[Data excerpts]

============

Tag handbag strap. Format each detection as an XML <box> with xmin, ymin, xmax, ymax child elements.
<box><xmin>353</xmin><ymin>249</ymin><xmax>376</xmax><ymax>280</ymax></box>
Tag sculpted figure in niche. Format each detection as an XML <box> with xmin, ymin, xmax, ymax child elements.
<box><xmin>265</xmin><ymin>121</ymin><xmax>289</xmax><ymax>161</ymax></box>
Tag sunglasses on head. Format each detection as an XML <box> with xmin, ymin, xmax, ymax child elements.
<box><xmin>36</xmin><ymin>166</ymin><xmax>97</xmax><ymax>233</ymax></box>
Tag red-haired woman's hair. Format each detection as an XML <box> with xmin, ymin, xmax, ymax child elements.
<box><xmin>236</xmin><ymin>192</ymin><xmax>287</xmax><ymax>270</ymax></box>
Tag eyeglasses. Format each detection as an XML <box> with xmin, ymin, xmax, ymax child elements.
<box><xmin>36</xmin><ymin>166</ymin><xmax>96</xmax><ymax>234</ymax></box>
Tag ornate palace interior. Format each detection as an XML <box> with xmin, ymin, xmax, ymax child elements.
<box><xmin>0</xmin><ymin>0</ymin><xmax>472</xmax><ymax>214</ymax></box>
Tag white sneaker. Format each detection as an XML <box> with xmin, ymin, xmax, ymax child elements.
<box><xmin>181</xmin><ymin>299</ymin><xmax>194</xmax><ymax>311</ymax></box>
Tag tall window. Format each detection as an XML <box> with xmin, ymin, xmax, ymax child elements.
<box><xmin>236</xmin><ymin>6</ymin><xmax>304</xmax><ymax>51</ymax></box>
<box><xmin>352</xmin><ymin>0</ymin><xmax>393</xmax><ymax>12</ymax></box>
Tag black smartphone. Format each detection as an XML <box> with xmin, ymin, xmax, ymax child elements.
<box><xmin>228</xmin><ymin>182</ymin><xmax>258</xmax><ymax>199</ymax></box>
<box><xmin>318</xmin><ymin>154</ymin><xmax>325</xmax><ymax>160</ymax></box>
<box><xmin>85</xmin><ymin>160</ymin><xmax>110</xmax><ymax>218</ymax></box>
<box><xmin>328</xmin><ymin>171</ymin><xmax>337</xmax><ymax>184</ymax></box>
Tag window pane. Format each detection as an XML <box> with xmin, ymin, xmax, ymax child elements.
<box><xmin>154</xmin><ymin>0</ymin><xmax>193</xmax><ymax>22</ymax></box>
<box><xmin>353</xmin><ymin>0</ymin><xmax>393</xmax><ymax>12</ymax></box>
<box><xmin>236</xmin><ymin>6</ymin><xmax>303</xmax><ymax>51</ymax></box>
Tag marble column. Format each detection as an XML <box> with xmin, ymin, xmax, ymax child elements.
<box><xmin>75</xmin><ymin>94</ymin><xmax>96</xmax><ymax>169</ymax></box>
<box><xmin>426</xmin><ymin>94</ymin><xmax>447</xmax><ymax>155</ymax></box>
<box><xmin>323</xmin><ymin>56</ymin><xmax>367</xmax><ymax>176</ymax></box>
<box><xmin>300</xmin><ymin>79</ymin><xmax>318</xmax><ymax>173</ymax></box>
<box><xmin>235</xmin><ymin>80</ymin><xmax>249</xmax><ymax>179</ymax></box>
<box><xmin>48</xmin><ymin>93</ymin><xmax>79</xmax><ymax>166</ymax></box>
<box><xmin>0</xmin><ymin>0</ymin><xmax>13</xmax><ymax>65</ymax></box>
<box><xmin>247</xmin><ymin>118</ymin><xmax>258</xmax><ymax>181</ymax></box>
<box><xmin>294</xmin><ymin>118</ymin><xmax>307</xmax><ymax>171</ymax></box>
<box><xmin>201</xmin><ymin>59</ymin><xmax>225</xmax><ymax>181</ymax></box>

============

■ **Your goal**
Would you set the entries down again, exactly as they were written?

■ **Result**
Tag handbag strap. Format each detection as an XML <box> with xmin, ymin, xmax, ymax child elements.
<box><xmin>353</xmin><ymin>249</ymin><xmax>376</xmax><ymax>280</ymax></box>
Tag sculpted figure in niche. Format each detection as an XML <box> with xmin, ymin, xmax, ymax child elements.
<box><xmin>265</xmin><ymin>121</ymin><xmax>289</xmax><ymax>161</ymax></box>
Tag sunglasses on head. Format each detection as an XML <box> with xmin, ymin, xmax, ymax child elements.
<box><xmin>36</xmin><ymin>166</ymin><xmax>97</xmax><ymax>233</ymax></box>
Tag red-haired woman's hair. Format each detection as an XML <box> with xmin, ymin, xmax, ymax child elements.
<box><xmin>236</xmin><ymin>192</ymin><xmax>287</xmax><ymax>270</ymax></box>
Tag eyeglasses. Format each detection as an XML <box> with xmin, ymin, xmax, ymax child elements.
<box><xmin>36</xmin><ymin>166</ymin><xmax>96</xmax><ymax>234</ymax></box>
Tag ornate palace interior. Format each detection as an XML <box> with xmin, ymin, xmax, ymax child elements.
<box><xmin>0</xmin><ymin>0</ymin><xmax>472</xmax><ymax>214</ymax></box>
Tag white sneaker. Format each detection as an XML <box> with xmin, ymin, xmax, ymax child elements.
<box><xmin>181</xmin><ymin>299</ymin><xmax>194</xmax><ymax>311</ymax></box>
Tag tall window. Format each detection as an XML <box> with xmin, ymin, xmax, ymax child elements.
<box><xmin>236</xmin><ymin>6</ymin><xmax>304</xmax><ymax>51</ymax></box>
<box><xmin>352</xmin><ymin>0</ymin><xmax>393</xmax><ymax>12</ymax></box>
Tag black smartphone. Format each detection as an XML <box> with xmin, ymin, xmax, ymax child elements.
<box><xmin>228</xmin><ymin>182</ymin><xmax>258</xmax><ymax>199</ymax></box>
<box><xmin>318</xmin><ymin>154</ymin><xmax>325</xmax><ymax>160</ymax></box>
<box><xmin>85</xmin><ymin>160</ymin><xmax>110</xmax><ymax>218</ymax></box>
<box><xmin>328</xmin><ymin>171</ymin><xmax>337</xmax><ymax>184</ymax></box>
Tag window pane. Format each detection as an XML <box> with xmin, ymin, xmax, ymax child elements.
<box><xmin>154</xmin><ymin>0</ymin><xmax>193</xmax><ymax>22</ymax></box>
<box><xmin>353</xmin><ymin>0</ymin><xmax>393</xmax><ymax>12</ymax></box>
<box><xmin>236</xmin><ymin>6</ymin><xmax>303</xmax><ymax>51</ymax></box>
Tag marble column. Format each detection as an XML <box> with xmin, ymin, xmax, ymax child elements.
<box><xmin>75</xmin><ymin>94</ymin><xmax>96</xmax><ymax>169</ymax></box>
<box><xmin>426</xmin><ymin>94</ymin><xmax>447</xmax><ymax>155</ymax></box>
<box><xmin>323</xmin><ymin>56</ymin><xmax>367</xmax><ymax>176</ymax></box>
<box><xmin>300</xmin><ymin>79</ymin><xmax>318</xmax><ymax>173</ymax></box>
<box><xmin>235</xmin><ymin>80</ymin><xmax>249</xmax><ymax>179</ymax></box>
<box><xmin>48</xmin><ymin>93</ymin><xmax>79</xmax><ymax>166</ymax></box>
<box><xmin>0</xmin><ymin>0</ymin><xmax>13</xmax><ymax>65</ymax></box>
<box><xmin>247</xmin><ymin>118</ymin><xmax>258</xmax><ymax>181</ymax></box>
<box><xmin>294</xmin><ymin>118</ymin><xmax>307</xmax><ymax>171</ymax></box>
<box><xmin>201</xmin><ymin>59</ymin><xmax>225</xmax><ymax>181</ymax></box>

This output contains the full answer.